- [What the task asks]: Reproduce every line of the data below word for word, and leave out the picture.

#### Provided data

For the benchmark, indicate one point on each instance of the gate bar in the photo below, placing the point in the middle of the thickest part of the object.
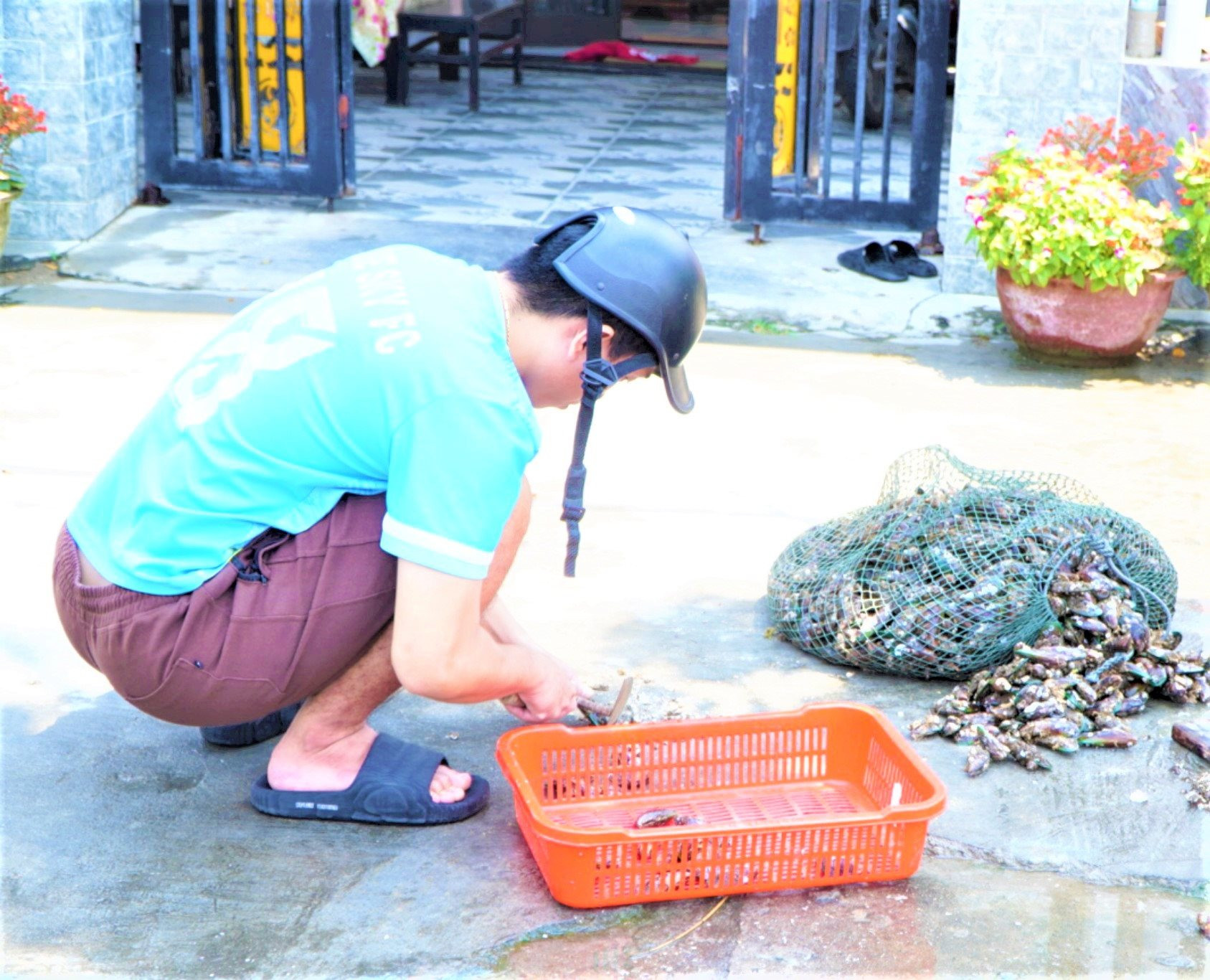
(195, 80)
(928, 119)
(250, 15)
(889, 100)
(863, 55)
(224, 60)
(829, 93)
(283, 127)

########

- [Problem solution]:
For the benchmark, indicate one point on each instance of the gate bar in the photo below, placing the point in the middle of the thickest part of the object.
(195, 80)
(928, 119)
(250, 15)
(889, 100)
(863, 55)
(224, 60)
(829, 93)
(283, 127)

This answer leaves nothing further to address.